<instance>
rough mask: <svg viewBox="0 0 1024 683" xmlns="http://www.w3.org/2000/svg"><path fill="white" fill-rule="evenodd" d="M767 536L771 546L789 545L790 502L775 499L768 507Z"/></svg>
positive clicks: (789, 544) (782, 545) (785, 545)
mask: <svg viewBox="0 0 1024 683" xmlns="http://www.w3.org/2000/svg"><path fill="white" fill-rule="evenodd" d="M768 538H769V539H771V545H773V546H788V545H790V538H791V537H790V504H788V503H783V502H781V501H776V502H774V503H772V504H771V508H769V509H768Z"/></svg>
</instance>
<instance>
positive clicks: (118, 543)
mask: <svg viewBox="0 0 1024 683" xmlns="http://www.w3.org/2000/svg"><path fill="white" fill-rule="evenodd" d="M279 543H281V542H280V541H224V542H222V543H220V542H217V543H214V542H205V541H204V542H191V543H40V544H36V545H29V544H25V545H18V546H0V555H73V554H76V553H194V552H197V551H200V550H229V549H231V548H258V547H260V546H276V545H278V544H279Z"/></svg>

#### [What you are asked to do]
Every entry needs to be copied again exactly.

#### [Response for this exercise]
<instance>
rough mask: <svg viewBox="0 0 1024 683" xmlns="http://www.w3.org/2000/svg"><path fill="white" fill-rule="evenodd" d="M767 536L771 546L789 545L790 502L775 499L768 507Z"/></svg>
positive clicks: (789, 544) (782, 545) (785, 545)
mask: <svg viewBox="0 0 1024 683" xmlns="http://www.w3.org/2000/svg"><path fill="white" fill-rule="evenodd" d="M768 538H769V539H771V545H773V546H788V545H790V538H791V537H790V504H788V503H783V502H781V501H776V502H774V503H772V504H771V508H769V509H768Z"/></svg>
</instance>
<instance>
positive clicks: (118, 543)
mask: <svg viewBox="0 0 1024 683" xmlns="http://www.w3.org/2000/svg"><path fill="white" fill-rule="evenodd" d="M279 543H281V542H280V541H224V542H222V543H220V542H217V543H214V542H205V541H204V542H191V543H40V544H36V545H29V544H25V545H18V546H0V555H73V554H76V553H194V552H197V551H200V550H229V549H231V548H258V547H260V546H276V545H278V544H279Z"/></svg>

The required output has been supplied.